== TEXTE ==

Poursuite envers la GRC: Enquêtes équitables ou impartiales ?

Dans la plupart des pays de l’Ouest, la police détient une certaine discrétion concernant la violence. Malgré certaines balises encadrant cette pratique, jusqu’où les policiers peuvent-ils utiliser cette violence? Que veut dire utiliser la force nécessaire? Comment font-ils pour juger ce qui est nécessaire de ce qu’il ne l’est pas? Leur mission, l’application de la loi ainsi que le maintien de l’ordre, réfère à des situations parfois ambiguës où les décisions doivent se prendre rapidement et où la discrétion des policiers est mise en jeu. De ce fait, il n’est pas rare que nous entendions parler de certains incidents, impliquant des policiers, qui sont survenus suite à une intervention policière qui a mal tournée.

Le 11 février 2012, près de Fort McMurray, en Alberta, les policiers de la Gendarmerie Royale du Canada (GRC) sont à la poursuite d’un adolescent de 16 ans qui circule dans une voiture volée de marque Toyota Corolla. Après avoir été encerclé par trois automobiles de patrouille, le jeune homme a tenté de fuir la police. À ce moment, deux des agents présents décident de faire feu en direction du jeune homme. Blessé par une des balles, il s’immobilise et se fait sortir en dehors du véhicule par ces deux agents, ce qui aggrave sa blessure. Ceux-ci, fiers de leur coup se félicitent et se tapent dans la main en s’adressant à l’adolescent en lui mentionnant qu’il avait eu ce qu’il méritait, selon l’article de Radio-Canada.

Suite a cette intervention, le jeune homme a été transporté à l’hôpital où l’on a constaté que la balle l’avait atteint à la moelle épinière et ceci a fait en sorte de le rendre paraplégique. Fâché de la situation, il décide de poursuivre la Gendarmerie Royale du Canada pour 10.5 millions de dollars. Cette poursuite vise plus de 9 agents de la GRC, le procureur général du Canada ainsi que le commissaire de la GRC.

== TRAVAIL DEMANDÉ ==
(a) Traduisez en anglais la phrase suivante du texte : « Cette poursuite vise plus de 9 agents de la GRC, le procureur général du Canada ainsi que le commissaire de la GRC. »
(b) Extrayez du texte le passage qui débute à « Poursuite envers la » et se termine à « a mal tournée. ».

== DONNÉES BRUTES ==

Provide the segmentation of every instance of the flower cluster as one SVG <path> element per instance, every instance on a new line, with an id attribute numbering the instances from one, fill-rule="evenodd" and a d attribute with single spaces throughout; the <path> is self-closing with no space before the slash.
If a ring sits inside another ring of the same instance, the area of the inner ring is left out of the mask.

== CORRIGÉ ==
(a) This lawsuit targets more than 9 RCMP officers, the Attorney General of Canada and the RCMP Commissioner.

(b)
Poursuite envers la GRC: Enquêtes équitables ou impartiales ?

Dans la plupart des pays de l’Ouest, la police détient une certaine discrétion concernant la violence. Malgré certaines balises encadrant cette pratique, jusqu’où les policiers peuvent-ils utiliser cette violence? Que veut dire utiliser la force nécessaire? Comment font-ils pour juger ce qui est nécessaire de ce qu’il ne l’est pas? Leur mission, l’application de la loi ainsi que le maintien de l’ordre, réfère à des situations parfois ambiguës où les décisions doivent se prendre rapidement et où la discrétion des policiers est mise en jeu. De ce fait, il n’est pas rare que nous entendions parler de certains incidents, impliquant des policiers, qui sont survenus suite à une intervention policière qui a mal tournée.